Selected extract:
··········

Much of today’s communication is carried out over large wireless systems with different input-output behaviors. In this work, we compare the power of central abstractions of wireless communication through the general notion of boolean symmetric f-channels: In every round of the f-channel, each of its n parties decides to either broadcast or not, and the channel outputs f(m), where m is the number of broadcasting parties.
Our first result is that the well studied beeping channel, where f is the threshold-1 function, is not stronger than any other f-channel. To this end, we design a protocol over the f-channel and prove that any protocol that simulates it over the beeping channel blows up the round complexity by a factor of Ω(log n). Our lower bound technique may be of independent interest, as it essentially generalizes the popular fooling set technique by exploiting a "local" relaxation of combinatorial rectangles.

··········

Extracted entries:

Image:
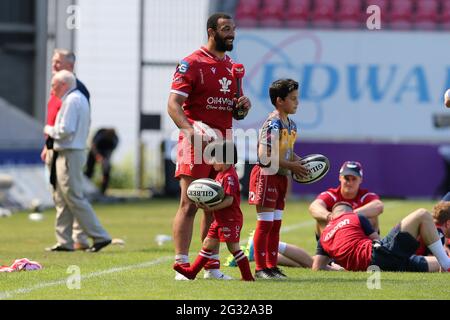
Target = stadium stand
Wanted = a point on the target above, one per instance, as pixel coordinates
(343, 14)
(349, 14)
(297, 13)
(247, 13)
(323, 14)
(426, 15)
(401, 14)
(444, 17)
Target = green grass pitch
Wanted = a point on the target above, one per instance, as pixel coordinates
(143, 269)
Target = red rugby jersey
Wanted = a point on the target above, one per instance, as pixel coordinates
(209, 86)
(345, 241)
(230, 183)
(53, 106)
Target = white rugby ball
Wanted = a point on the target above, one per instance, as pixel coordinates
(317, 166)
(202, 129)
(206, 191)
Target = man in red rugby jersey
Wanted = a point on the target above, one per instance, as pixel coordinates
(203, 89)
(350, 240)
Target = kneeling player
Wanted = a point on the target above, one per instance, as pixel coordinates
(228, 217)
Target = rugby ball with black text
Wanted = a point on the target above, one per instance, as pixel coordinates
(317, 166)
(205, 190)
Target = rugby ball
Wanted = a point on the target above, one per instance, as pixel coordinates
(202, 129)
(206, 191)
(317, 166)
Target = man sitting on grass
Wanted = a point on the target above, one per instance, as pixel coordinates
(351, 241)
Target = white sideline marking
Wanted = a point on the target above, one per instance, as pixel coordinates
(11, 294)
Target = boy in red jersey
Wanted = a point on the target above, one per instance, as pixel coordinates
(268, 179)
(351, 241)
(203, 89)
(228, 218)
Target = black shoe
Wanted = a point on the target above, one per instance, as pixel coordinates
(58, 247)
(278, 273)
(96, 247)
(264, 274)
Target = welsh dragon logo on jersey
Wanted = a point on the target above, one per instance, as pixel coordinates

··········

Stated task A:
Translate this sentence from the abstract on wireless channels into Spanish: "Our first result is that the well studied beeping channel, where f is the threshold-1 function, is not stronger than any other f-channel."
Stated task B:
Please extend the abstract on wireless channels by writing what comes after its last sentence.

Written response A:
Nuestro primer resultado es que el bien estudiado canal de pitidos, en el que f es la función umbral-1, no es más fuerte que ningún otro canal f.

Written response B:
Curiously, while this result shows the limitations of a noiseless channel, namely, the beeping channel, we are able to use it to show the limitations of the noisy version of many other channels. This includes the extensively studied single-hop radio network model with collisions-as-silence (CAS), which is equivalent to the f-channel with f(m) = 1 iff m = 1.
In particular, our second and main result, obtained from the first, shows that converting CAS protocols to noise resilient ones may incur a large performance overhead, i.e., no constant rate interactive code exists. To this end, we design a CAS protocol and prove that any protocol that simulates it over the noisy CAS model with correlated stochastic noise, blows up the round complexity by a factor of Ω(log n). We mention that the Ω(log n) overhead in both our results is tight.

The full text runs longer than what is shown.